BEGIN

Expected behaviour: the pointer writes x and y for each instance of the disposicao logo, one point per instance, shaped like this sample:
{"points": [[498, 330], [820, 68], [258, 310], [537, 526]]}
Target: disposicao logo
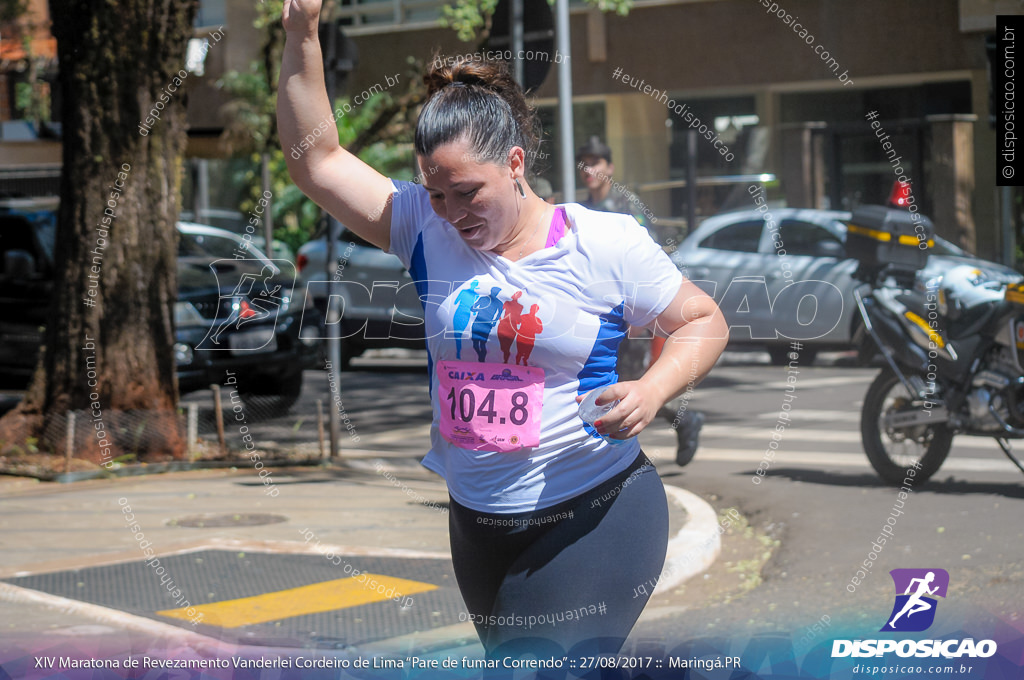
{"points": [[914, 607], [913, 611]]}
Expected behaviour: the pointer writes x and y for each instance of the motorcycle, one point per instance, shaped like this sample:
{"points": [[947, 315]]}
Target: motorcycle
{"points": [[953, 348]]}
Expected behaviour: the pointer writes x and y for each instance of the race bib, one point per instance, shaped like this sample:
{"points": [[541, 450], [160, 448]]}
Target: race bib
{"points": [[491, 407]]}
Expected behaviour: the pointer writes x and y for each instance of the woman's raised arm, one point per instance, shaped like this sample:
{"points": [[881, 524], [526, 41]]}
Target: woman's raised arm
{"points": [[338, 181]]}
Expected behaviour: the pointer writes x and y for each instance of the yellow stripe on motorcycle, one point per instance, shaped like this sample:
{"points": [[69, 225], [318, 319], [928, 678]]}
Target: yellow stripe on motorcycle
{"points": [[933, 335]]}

END
BEGIN

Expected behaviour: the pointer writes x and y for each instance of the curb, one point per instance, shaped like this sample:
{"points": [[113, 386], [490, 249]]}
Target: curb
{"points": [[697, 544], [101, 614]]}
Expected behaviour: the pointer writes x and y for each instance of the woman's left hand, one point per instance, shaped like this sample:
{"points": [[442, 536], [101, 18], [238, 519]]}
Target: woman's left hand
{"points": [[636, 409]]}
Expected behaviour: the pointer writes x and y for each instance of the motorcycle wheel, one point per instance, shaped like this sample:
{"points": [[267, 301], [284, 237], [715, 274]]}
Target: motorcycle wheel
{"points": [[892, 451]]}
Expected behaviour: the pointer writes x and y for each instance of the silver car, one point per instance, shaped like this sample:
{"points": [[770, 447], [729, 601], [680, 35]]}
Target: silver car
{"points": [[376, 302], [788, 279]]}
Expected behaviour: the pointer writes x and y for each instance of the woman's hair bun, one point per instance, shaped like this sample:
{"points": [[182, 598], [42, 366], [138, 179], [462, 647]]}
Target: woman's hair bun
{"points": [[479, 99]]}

END

# EXERCISE DESCRIPTION
Write down exactly the span of lines above from the one containing "motorcycle wheel, one" to the one containing "of the silver", both ends included.

# TASK OUTPUT
Expected behaviour: the pointer writes x and y for each instance of the motorcycle wheel, one point per instance, shaped like this sample:
{"points": [[267, 301], [284, 237], [715, 274]]}
Target: motorcycle wheel
{"points": [[892, 451]]}
Expected behaviour: the pointer writes x and y for each instance of the silver car, one point per instance, shaped like this sample:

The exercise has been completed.